Material for this task:
######

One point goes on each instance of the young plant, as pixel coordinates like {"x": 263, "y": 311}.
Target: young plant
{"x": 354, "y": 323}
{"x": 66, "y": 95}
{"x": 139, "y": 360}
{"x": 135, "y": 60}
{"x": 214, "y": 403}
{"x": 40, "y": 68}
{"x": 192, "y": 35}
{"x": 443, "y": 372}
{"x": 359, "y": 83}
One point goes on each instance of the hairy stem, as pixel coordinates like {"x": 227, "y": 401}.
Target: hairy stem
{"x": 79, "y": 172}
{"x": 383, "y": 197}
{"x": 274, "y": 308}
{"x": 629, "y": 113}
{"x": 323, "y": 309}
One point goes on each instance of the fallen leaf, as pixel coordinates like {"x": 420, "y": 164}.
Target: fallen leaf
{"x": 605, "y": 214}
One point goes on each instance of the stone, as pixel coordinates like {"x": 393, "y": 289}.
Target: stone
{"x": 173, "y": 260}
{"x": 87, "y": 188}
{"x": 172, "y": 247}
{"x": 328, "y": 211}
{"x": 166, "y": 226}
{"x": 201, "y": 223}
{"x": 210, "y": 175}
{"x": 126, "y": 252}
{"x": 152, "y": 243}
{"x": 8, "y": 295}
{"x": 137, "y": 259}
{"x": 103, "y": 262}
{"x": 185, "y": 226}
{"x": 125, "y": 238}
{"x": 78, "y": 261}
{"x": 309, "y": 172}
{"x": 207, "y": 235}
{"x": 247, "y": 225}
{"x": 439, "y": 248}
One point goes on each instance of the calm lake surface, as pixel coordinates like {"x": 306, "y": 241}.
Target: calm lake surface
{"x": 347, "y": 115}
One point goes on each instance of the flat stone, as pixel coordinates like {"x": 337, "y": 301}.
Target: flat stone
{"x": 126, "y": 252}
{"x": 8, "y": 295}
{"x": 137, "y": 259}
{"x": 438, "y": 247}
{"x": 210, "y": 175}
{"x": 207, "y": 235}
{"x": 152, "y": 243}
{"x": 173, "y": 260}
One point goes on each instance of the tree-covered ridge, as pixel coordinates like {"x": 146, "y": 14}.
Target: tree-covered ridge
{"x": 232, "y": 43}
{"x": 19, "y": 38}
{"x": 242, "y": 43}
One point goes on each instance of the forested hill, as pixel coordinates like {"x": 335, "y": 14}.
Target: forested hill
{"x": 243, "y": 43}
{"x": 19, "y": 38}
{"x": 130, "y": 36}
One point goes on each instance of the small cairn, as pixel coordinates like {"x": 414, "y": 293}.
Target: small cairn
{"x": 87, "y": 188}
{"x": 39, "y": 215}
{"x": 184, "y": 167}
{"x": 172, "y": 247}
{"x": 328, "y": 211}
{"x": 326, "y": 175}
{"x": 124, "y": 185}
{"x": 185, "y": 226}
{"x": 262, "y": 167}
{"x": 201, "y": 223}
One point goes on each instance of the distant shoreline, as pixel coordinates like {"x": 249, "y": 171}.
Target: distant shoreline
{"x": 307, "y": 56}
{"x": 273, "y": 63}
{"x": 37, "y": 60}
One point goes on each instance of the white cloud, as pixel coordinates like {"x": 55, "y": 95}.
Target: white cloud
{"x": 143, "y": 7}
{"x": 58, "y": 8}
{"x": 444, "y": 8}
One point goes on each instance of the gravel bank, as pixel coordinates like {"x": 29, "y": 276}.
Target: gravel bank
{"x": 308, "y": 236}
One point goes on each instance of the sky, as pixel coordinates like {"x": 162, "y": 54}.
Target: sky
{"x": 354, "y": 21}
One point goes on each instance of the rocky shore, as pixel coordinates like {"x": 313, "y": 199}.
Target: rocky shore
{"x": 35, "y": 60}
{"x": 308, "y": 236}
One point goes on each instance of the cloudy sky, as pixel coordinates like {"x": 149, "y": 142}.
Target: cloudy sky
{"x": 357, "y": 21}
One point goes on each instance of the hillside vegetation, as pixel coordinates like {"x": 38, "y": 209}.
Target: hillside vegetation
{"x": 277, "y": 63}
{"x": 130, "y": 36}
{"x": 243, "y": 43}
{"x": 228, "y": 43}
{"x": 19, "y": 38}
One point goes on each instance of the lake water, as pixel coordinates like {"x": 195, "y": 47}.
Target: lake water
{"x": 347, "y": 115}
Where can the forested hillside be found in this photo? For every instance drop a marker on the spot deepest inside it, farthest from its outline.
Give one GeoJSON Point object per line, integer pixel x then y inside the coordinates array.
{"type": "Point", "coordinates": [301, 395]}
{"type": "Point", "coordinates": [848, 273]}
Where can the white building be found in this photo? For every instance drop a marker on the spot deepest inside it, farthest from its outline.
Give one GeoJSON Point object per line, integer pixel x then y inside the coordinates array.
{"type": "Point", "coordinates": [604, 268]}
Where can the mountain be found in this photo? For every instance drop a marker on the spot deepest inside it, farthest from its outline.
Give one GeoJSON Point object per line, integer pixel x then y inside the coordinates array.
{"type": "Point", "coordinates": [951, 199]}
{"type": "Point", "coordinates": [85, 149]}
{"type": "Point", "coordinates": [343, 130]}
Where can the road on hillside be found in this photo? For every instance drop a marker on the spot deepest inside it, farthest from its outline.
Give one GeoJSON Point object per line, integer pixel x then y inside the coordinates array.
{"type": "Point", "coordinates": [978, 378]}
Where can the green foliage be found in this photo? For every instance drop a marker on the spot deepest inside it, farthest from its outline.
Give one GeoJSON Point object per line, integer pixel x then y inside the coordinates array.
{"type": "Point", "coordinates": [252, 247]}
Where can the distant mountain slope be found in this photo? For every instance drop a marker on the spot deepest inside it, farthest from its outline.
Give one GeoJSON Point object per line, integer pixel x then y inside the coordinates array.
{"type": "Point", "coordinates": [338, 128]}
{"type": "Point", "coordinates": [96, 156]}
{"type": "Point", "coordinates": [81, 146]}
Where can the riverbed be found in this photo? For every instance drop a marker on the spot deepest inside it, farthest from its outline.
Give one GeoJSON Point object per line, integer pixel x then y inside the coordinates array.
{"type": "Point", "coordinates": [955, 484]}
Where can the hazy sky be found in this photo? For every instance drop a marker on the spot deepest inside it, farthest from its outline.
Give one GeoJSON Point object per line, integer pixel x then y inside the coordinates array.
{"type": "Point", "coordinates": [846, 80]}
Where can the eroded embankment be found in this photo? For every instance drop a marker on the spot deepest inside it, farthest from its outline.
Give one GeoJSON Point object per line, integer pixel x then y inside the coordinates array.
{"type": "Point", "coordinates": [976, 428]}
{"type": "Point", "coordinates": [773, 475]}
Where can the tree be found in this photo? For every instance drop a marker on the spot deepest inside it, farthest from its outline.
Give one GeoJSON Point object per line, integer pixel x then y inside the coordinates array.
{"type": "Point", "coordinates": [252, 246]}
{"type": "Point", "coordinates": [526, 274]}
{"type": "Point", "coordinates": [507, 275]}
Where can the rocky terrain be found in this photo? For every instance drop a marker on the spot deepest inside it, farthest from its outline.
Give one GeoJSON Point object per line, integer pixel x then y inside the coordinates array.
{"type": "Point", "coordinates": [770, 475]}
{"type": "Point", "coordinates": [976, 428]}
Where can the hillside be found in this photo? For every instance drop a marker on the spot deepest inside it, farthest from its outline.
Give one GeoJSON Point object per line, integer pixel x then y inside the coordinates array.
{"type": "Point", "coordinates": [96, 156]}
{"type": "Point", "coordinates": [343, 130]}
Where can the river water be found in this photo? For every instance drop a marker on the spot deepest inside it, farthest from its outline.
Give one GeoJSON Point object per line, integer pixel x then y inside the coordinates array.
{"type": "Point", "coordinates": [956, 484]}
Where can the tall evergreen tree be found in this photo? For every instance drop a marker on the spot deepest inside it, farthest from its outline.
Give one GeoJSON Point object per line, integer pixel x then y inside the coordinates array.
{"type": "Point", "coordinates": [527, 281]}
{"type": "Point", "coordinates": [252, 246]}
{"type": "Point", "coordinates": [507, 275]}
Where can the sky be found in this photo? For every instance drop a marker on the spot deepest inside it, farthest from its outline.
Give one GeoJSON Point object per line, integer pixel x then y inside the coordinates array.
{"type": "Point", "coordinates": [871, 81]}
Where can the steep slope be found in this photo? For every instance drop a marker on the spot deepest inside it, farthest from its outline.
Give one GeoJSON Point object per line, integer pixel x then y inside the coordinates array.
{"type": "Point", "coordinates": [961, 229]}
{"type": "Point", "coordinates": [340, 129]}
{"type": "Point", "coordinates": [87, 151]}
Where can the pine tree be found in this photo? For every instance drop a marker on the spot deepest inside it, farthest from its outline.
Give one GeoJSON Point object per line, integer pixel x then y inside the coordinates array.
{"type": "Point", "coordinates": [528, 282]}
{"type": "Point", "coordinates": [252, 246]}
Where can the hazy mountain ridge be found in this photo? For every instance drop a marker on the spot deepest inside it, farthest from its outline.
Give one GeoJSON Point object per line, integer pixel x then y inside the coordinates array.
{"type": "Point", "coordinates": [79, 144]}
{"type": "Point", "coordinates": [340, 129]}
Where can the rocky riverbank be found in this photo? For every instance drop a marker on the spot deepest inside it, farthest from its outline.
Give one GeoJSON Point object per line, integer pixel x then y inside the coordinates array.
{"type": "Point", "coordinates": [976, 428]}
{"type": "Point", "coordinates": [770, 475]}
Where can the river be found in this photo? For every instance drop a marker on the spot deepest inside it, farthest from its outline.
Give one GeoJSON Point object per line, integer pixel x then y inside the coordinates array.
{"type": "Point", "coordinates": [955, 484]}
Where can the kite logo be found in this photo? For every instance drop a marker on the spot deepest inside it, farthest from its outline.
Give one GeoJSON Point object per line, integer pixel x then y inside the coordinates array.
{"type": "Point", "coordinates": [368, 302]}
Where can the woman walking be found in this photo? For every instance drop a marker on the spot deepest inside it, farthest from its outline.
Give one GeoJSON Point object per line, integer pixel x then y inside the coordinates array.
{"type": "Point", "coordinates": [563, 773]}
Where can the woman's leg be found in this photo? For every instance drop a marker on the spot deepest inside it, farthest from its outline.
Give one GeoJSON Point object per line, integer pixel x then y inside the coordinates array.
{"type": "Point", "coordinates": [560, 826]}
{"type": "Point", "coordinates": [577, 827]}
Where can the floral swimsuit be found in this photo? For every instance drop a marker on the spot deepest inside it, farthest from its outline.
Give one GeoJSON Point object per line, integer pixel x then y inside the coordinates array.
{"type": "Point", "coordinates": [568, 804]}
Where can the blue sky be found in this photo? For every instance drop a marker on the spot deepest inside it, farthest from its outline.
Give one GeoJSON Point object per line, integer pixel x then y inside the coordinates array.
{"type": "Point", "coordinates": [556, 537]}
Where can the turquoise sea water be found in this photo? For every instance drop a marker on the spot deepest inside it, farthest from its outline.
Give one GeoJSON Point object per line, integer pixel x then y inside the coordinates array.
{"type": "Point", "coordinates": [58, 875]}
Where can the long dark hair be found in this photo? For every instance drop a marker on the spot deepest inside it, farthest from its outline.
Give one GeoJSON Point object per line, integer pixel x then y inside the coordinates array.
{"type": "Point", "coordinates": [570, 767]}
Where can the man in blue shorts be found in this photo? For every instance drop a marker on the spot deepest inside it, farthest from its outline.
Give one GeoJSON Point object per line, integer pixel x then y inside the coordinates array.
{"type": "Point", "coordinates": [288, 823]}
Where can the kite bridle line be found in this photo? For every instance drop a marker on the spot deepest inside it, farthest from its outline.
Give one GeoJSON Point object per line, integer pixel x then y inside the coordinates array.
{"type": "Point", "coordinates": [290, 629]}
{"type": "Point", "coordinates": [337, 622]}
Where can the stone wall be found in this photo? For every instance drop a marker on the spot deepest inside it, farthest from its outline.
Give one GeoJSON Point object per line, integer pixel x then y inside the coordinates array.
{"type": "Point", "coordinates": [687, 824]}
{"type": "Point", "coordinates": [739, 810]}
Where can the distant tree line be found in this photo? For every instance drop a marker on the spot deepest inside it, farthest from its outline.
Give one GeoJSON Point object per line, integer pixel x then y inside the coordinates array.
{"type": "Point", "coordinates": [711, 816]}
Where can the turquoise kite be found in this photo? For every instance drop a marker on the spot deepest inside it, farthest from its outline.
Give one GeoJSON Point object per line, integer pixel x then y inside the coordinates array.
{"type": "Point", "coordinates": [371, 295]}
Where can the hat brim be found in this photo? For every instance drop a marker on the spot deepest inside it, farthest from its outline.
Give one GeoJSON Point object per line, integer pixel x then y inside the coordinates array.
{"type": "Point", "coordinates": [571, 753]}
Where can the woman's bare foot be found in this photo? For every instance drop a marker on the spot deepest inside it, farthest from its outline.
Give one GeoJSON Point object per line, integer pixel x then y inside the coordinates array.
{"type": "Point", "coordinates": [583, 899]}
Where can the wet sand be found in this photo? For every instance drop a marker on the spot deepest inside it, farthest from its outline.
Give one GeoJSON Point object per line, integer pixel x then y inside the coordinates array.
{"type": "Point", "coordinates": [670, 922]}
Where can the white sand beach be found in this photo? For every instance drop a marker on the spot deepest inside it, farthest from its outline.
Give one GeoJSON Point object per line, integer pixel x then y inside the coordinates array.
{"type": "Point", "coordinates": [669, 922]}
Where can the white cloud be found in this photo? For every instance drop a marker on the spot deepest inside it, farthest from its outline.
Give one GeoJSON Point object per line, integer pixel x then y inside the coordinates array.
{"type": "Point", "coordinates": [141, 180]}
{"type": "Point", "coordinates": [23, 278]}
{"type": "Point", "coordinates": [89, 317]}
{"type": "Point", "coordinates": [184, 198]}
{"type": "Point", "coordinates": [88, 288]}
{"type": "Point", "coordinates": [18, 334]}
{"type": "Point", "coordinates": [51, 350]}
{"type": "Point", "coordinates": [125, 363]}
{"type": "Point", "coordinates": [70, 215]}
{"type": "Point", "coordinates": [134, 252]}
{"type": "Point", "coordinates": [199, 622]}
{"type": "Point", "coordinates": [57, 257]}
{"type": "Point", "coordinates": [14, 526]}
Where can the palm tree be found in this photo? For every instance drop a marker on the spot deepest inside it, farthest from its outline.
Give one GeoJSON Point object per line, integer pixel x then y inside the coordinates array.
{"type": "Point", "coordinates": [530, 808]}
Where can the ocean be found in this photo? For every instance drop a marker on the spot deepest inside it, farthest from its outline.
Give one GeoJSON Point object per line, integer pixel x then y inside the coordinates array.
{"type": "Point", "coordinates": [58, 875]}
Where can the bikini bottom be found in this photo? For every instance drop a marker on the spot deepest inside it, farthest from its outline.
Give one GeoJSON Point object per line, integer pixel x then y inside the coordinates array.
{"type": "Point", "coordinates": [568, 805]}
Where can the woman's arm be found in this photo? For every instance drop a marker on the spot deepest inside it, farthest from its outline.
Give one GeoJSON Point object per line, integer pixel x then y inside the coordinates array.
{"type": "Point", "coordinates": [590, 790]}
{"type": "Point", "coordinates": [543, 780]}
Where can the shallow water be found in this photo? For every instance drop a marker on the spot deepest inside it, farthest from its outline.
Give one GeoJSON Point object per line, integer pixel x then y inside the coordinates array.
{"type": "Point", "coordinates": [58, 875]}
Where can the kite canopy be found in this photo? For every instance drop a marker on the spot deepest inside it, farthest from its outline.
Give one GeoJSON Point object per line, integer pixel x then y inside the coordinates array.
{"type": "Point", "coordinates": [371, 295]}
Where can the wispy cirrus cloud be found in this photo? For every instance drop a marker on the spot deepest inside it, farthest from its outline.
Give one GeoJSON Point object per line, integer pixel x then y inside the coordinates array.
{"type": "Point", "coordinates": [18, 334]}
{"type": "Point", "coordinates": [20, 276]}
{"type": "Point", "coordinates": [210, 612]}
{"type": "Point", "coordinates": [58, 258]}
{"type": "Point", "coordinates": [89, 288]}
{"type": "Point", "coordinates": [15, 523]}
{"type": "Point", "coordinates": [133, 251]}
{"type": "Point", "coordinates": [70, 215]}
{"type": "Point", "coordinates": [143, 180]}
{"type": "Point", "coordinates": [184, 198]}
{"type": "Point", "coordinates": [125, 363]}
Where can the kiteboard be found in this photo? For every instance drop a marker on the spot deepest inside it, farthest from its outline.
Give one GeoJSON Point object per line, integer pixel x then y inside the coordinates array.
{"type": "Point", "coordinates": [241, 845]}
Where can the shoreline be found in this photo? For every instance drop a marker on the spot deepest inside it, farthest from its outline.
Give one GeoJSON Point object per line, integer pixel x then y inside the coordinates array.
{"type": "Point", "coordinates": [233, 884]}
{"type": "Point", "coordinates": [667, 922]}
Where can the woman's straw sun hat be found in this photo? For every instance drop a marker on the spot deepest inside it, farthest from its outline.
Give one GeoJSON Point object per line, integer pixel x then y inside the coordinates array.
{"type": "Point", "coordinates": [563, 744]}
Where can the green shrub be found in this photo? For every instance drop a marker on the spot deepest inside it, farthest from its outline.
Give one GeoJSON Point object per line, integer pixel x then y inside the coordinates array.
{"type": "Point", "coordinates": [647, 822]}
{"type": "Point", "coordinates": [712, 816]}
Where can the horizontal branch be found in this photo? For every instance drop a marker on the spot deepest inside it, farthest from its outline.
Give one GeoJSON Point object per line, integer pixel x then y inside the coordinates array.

######

Exercise details: Copy every line that includes the string "mountain" from the material above.

Task result:
Where can the mountain be found in this photo? For every instance drop a marker on the spot deepest inside it, farthest from its outline.
Where can the distant mountain slope be found in this photo? For every instance drop a marker on the spot deepest inside it, farthest from its outline.
Where can the hazy mountain ridge be found in this photo? For every instance drop a marker on the spot deepest inside it, farthest from its outline.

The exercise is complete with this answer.